* **Selected excerpt**:
--------------------------------------------------

Story: Nguyen Trung
Photos: Vu Minh Quan

A traditional Vietnamese home, no matter how rustic and simple, was always meticulously kept and decorated during Tet. The result was a space of reverence fit for worshipping one’s ancestors and offering family members a place to reunite and unwind after a year away at work. A household during the Tet holidays could serve as a vivid exhibition of Vietnamese routines and customs, one that, even with the addition of modern conveniences, still preserves Vietnamese people’s quintessential warmth.

A spread of traditional Tet delicacies

Tet decorations can be objects designed for ceremony, adornment, entertainment, or all of the above, making the family feel festive, connecting the household with the village and neighborhood, and rendering the world much more vibrant than usual.

Five Phases amidst the mortal realm

“Fatty meat, pickled veggies, red couplets
Bamboo pole, firecrackers, green bánh chưng”

The most familiar proverb about Tet essentials links objects used for  familial ancestral rites with their respective purposes. Foods offered to our ancestors are delicacies linked to our ancestors’ agrarian lifestyle, the very fruits of our farmers’ labor harvested from the fields and barnyards. A green bánh chưng representing the Earth is placed upon the altar between a pair of couplets written in black ink on red-dyed paper, creating an elegant unity of colors.

At the center of the Tet altar lies a flavorful and colorful five-fruit tray. Here in the North, the tray symbolizes the Five Phases – green bananas for Wood, yellow pomelos or fingered citrons for Earth, red chilies or reddish-orange tangerines and kumquats for Fire, and so on. Meanwhile, in the South, the tray might be made up of sugar-apples, figs, coconuts, papayas, and mangoes, whose names put together forms “cầu sung vừa đủ xài,” which sounds similar to “wishing for sufficient wealth.” The altar must incorporate a set of three or five well-cleaned ceremonial objects, along with candles.

--------------------------------------------------

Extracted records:
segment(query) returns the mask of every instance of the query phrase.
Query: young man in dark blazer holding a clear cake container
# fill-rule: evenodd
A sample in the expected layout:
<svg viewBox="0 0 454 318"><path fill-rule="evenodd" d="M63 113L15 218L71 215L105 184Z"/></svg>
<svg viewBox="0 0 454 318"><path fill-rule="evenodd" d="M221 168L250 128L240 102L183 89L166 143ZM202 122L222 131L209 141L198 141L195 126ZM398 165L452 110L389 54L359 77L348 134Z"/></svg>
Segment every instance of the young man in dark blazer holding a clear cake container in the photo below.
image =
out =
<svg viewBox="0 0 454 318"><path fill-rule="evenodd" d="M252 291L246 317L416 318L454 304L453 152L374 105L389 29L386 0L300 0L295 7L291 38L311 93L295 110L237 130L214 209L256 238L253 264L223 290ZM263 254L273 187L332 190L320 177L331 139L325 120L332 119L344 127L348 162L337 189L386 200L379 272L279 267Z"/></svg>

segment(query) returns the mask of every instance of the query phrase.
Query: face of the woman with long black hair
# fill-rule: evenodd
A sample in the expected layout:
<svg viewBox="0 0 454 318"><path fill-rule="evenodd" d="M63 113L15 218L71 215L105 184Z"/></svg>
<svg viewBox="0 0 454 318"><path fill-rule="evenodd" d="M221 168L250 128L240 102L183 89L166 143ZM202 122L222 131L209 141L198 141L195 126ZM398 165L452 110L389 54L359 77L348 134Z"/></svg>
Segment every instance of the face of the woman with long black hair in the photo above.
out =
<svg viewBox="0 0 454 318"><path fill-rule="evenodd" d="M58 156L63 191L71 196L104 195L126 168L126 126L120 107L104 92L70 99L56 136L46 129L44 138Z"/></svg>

--------------------------------------------------

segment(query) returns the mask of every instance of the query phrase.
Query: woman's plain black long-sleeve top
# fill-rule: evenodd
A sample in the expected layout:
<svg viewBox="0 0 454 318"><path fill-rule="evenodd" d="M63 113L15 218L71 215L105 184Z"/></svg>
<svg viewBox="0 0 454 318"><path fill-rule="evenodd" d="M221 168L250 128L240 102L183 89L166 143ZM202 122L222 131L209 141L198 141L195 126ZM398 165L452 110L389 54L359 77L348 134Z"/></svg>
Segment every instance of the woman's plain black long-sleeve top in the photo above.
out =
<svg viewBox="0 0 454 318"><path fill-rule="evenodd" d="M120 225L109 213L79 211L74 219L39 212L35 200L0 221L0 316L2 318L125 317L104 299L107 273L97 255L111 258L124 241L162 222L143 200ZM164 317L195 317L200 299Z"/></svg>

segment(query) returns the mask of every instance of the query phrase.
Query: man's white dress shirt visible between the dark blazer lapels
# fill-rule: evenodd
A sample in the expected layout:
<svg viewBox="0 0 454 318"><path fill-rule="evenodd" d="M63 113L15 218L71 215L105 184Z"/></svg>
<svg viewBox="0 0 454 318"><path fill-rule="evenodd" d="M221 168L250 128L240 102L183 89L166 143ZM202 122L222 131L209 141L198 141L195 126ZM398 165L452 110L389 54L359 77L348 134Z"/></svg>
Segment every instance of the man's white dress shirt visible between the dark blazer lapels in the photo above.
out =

--------------------------------------------------

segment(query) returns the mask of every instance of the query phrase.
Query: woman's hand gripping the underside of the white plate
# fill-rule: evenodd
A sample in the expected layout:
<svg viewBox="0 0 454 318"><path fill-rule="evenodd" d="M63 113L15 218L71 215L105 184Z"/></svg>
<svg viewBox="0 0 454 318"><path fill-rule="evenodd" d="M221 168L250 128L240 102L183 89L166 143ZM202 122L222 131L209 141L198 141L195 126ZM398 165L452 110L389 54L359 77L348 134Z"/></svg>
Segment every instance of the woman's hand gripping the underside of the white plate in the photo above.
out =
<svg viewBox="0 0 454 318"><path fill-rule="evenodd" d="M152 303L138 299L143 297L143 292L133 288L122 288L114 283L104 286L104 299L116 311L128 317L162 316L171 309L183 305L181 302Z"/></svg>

--------------------------------------------------

In the Tet article above, which fruits can make up the five-fruit tray in the South?

* **Solution to this task**: Sugar-apples, figs, coconuts, papayas, and mangoes.